/Neural_ePDOs

Official code for "Neural ePDOs: Spatially Adaptive Equivariant Partial Differential Operator Based Networks"

Primary LanguagePython

Neural ePDOs: Spatially Adaptive Equivariant Partial Differential Operator Based Network

Abstract

Endowing deep learning models with symmetry priors can lead to a considerable performance improvement. As an interesting bridge between physics and deep learning, the equivariant partial differential operators (PDOs) have drawn much researchers' attention recently. However, to ensure the PDOs translation equivariance, previous works have to require coefficient matrices to be constant and spatially shared for their linearity, which could lead to the sub-optimal feature learning at each position. In this work, we propose a novel nonlinear PDOs scheme that is both spatially adaptive and translation equivariant. The coefficient matrices are obtained by local features through a generator rather than spatially shared. Besides, we establish a new theory on incorporating more equivariance like rotations for such PDOs. Based on our theoretical results, we efficiently implement the generator with an equivariant multilayer perceptron (EMLP). As such equivariant PDOs are generated by neural networks, we call them Neural ePDOs. In experiments, we show that our method can significantly improve previous works with smaller model size in various datasets. Especially, we achieve the state-of-the-art performance on the MNIST-rot dataset with only half parameters of the previous best model.

Requirement

python=3.8.13
tqdm
pytorch=1.10.2
torchvision=0.11.3
cuda=11.3.1
numpy=1.22.3
rbf 

(For installation of rbf, see RBF)

» **Extracted data**:

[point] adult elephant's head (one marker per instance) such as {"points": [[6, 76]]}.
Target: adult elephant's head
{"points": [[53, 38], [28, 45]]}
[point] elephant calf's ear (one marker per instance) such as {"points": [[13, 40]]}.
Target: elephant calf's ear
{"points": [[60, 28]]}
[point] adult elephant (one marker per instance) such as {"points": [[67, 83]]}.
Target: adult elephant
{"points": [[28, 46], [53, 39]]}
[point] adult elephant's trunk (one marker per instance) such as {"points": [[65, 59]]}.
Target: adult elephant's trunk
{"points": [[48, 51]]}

...

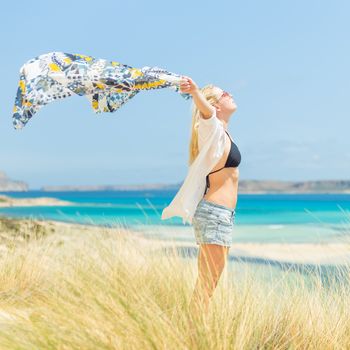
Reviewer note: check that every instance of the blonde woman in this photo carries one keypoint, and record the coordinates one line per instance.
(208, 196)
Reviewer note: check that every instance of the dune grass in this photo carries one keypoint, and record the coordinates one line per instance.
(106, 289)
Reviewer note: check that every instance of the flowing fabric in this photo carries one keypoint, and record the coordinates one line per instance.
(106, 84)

---

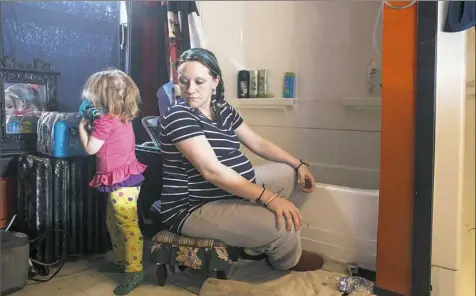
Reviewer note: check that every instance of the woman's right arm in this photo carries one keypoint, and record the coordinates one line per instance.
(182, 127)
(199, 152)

» **Tasks**:
A. List every software requirement named under the Requirement heading of the Neural ePDOs page, with the version where one is given.
B. Write the next part of the Neural ePDOs page, starting after its final line about installing rbf.
The data above is separate from the Neural ePDOs page.

» **Expected responses**:
A.
python 3.8.13
tqdm
pytorch 1.10.2
torchvision 0.11.3
cuda 11.3.1
numpy 1.22.3
rbf

B.
Experiment Settings

MNIST-rot

  • Model: Regular, Quotient
  • Training batch size: 64
  • Weight decay: 1e-4
  • Learning rate adjustment
    1. 2e-3 for epoch [0, 60)
    2. 2e-4 for epoch [60, 120)
    3. 1e-4 for epoch [120, 150)
    4. 5e-5 for epoch [150, 180)
    5. 2.5e-5 for epoch [180, 200]
  • Reduction: 1 (for regular model), 2 (for quotient model)
  • g ($g=\frac{z}{q}$, $z$:number of input fields, $q$:partition number): 4
  • dropout rate: 0.1
  • s (groups number, should be exactly divisible by g):4 for $C_{16}$ regular model, 1 for quotient and $D_{16|5}C_{16}$ model.

1. MNIST-rot

  • Neural ePDOs(Regular, FD)
CUDA_VISIBLE_DEVICES=0 python train_mnist.py   --model R  --dis fd --g 4 --s 4 --reduction 1
  • Neural ePDOs(Regular, Gauss)
CUDA_VISIBLE_DEVICES=0 python train_mnist.py  --model R  --dis gauss --g 4 --s 4 --reduction 1 
  • Neural ePDOs(Quotient, Gauss)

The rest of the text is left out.